▶ _练习任务_:
(1) 在这篇 Leetcode 1262 题解中，Version 3 里的 pre 用来保存什么？
(2) 请原样抄写这篇 Leetcode 1262 题解中的一段，起于“stat = [0, 0, 0]”，止于“total = sum(nums)”。
(3) 请从末尾接着续写这篇 Leetcode 1262 题解。

▶ _页面摘录_:
Leetcode 1262. Greatest Sum Divisible by Three

Posted 2021-09-01 SnailTyan

文章作者：Tyan
博客：noahsnail.com  |  CSDN  |  简书

1. Description

2. Solution

**解析：**Version 1，是对Version 3的简化，具体参考Version 3。Version 2，先对数组求总和，然后根据每个数除3的余数进行有序分组，当总和除3余1时，此时总和应该减去最小的余数为1的数，或者减去最小的两个余数为2的数，如果二者同时有，则取二者的最小值，余数为2时同理。Version 3，dp用来维护最大和除3余数分别为0,1,2的状态，初始时，当余数为0时，不影响dp[0]的值，不需要更新dp[1],dp[2]，当余数为1,2时，此时才需要开始更新dp[1],dp[2]，然后根据余数的值不同，对各状态进行更新，pre用来保存上一轮结束时的状态。

• Version 1

class Solution:
    def maxSumDivThree(self, nums: List[int]) -> int:
        n = len(nums)
        stat = [0, 0, 0]
        for i in range(n):
            for x in stat[:]:
                remainder = (x + nums[i]) % 3
                stat[remainder] = max(stat[remainder], x + nums[i])
        return stat[0]

• Version 2

class Solution:
    def maxSumDivThree(self, nums: List[int]) -> int:
        total = sum(nums)
        n = len(nums)
        one = []
        two = []
        for i in range(n):
            if nums[i] % 3 == 1:
                bisect.insort(one, nums[i])
            elif nums[i] % 3 == 2:
                bisect.insort(two, nums[i])
        if total % 3 == 1:
            if len(one) == 0:
                total -= (two[0] + two[1])
            elif len(two) < 2:
                total -= one[0]
            else:
                total -= min(one[0], two[0] + two[1])
        elif total % 3 == 2:
            if len(two) == 0:
                total -= (one[0] + one[1])

▶ _提取材料_:
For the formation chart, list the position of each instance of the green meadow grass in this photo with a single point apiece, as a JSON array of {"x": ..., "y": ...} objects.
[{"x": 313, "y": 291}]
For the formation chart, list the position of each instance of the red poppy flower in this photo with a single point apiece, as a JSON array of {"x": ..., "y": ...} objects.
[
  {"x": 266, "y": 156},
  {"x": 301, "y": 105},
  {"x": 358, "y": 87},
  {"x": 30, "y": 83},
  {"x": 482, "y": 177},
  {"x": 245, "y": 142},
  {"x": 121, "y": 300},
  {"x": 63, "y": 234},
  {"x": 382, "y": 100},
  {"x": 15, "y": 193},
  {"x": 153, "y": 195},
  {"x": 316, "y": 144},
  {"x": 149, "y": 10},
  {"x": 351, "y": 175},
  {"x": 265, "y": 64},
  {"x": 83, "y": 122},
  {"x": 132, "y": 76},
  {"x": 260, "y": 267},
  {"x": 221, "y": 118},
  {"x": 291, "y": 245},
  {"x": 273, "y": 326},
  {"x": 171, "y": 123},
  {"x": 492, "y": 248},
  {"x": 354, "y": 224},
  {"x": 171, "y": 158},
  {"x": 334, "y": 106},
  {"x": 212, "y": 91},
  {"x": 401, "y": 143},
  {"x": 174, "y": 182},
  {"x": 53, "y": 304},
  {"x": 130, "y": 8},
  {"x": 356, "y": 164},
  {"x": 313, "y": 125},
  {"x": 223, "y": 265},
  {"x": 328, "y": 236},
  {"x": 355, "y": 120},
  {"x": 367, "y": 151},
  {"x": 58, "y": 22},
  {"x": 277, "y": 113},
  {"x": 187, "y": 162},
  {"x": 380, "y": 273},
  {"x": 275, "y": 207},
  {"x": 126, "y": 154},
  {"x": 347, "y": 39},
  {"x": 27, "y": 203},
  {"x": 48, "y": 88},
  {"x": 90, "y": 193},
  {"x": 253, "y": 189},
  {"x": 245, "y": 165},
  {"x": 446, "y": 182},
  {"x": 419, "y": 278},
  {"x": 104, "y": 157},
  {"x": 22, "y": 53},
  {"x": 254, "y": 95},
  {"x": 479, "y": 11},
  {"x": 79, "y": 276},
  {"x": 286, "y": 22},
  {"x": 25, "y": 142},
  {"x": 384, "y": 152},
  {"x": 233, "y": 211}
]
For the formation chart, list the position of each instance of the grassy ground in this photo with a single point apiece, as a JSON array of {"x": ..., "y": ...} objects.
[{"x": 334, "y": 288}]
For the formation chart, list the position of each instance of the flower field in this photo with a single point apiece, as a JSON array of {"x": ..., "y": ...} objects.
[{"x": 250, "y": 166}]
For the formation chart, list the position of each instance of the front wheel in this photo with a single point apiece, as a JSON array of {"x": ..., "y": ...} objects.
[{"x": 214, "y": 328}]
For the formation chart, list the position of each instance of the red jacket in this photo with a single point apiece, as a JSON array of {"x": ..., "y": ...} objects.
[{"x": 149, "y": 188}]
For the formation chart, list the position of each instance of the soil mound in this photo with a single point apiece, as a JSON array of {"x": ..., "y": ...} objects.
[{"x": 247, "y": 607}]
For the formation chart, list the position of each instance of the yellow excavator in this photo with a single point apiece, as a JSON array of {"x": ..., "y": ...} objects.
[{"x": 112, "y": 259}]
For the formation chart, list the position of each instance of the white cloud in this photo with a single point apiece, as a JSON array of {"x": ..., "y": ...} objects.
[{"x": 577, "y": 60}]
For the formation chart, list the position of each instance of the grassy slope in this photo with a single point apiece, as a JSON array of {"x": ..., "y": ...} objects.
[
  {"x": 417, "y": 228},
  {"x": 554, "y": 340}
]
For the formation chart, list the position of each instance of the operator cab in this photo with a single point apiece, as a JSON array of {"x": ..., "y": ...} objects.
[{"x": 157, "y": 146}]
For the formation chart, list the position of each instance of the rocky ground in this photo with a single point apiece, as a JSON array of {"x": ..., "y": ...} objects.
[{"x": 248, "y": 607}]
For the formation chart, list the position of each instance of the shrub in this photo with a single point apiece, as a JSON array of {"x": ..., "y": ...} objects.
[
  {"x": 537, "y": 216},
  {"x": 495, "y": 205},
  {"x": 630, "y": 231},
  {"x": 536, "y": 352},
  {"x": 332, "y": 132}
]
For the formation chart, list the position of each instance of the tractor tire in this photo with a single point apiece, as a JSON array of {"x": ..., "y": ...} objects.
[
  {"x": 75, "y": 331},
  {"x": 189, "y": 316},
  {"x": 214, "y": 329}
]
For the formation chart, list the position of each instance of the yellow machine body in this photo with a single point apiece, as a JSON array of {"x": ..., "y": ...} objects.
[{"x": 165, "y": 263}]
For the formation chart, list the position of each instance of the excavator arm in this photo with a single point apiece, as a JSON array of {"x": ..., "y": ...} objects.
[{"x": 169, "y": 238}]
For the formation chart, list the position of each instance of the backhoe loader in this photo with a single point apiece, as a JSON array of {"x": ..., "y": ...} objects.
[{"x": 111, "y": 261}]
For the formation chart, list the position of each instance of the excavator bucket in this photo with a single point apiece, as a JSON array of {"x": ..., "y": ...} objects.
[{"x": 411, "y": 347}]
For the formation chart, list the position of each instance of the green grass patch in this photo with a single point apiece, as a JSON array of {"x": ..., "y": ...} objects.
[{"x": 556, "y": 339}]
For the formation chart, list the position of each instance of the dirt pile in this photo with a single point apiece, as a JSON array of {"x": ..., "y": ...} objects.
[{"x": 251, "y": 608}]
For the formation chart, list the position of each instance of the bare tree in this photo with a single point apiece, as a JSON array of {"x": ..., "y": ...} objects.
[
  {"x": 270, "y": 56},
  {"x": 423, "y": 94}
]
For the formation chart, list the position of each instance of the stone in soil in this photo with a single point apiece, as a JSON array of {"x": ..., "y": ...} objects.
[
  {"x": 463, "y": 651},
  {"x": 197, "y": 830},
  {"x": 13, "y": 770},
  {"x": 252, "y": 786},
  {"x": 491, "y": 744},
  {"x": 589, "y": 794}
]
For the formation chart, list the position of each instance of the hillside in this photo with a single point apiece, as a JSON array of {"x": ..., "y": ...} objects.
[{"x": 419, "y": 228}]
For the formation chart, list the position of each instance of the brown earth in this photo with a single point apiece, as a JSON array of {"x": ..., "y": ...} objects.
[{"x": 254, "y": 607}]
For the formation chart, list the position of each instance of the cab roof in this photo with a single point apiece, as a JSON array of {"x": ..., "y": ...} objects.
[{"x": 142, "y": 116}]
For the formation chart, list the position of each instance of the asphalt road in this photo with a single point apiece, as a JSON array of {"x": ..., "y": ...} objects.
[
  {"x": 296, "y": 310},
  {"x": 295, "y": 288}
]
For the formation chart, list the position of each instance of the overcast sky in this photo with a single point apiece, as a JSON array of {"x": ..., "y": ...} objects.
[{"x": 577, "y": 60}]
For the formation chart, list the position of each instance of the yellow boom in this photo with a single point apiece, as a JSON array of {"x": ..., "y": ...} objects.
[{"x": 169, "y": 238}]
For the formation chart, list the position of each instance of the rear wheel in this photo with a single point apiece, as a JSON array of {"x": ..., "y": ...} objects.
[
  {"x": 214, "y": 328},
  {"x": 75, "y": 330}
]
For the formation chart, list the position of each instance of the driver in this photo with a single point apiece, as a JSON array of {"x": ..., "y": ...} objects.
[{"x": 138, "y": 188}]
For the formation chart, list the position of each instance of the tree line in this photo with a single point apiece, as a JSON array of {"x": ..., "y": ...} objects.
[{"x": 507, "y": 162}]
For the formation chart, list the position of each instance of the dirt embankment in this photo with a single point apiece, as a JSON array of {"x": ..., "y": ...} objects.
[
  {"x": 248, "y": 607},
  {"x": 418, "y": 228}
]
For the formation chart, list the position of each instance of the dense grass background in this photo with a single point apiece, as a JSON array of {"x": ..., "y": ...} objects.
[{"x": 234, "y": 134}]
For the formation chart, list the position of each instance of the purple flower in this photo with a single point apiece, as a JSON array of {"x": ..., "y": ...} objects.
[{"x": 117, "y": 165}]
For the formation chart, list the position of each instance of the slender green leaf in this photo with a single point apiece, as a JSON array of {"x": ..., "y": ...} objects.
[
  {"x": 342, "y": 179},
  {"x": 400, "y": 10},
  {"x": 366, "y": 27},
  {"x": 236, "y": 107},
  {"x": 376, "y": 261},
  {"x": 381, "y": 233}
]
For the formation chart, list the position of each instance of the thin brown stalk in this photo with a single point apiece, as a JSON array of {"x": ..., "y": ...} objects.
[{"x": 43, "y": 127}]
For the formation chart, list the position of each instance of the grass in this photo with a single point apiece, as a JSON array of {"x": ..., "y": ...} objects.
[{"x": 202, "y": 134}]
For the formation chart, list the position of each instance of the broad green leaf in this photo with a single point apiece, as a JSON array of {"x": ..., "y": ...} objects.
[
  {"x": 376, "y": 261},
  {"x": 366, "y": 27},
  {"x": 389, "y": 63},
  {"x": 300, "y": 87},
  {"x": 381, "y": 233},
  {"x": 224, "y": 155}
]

▶ _任务答案_:
(1) pre 用来保存上一轮结束时的状态。

(2)
stat = [0, 0, 0]
        for i in range(n):
            for x in stat[:]:
                remainder = (x + nums[i]) % 3
                stat[remainder] = max(stat[remainder], x + nums[i])
        return stat[0]

• Version 2

class Solution:
    def maxSumDivThree(self, nums: List[int]) -> int:
        total = sum(nums)

(3)
            elif len(one) < 2:
                total -= two[0]
            else:
                total -= min(one[0] + one[1], two[0])
        return total

• Version 3

class Solution:
    def maxSumDivThree(self, nums: List[int]) -> int:
        dp = [0, -float('inf'), -float('inf')]
        for num in nums:
            pre = dp[:]
            if num % 3 == 0:
                dp[0] = max(pre[0] + num, pre[0])
                dp[1] = max(pre[1] + num, pre[1])
                dp[2] = max(pre[2] + num, pre[2])
            elif num % 3 == 1:
                dp[0] = max(pre[2] + num, pre[0])
                dp[1] = max(pre[0] + num, pre[1])
                dp[2] = max(pre[1] + num, pre[2])
            else:
                dp[0] = max(pre[1] + num, pre[0])
                dp[1] = max(pre[2] + num, pre[1])
                dp[2] = max(pre[0] + num, pre[2])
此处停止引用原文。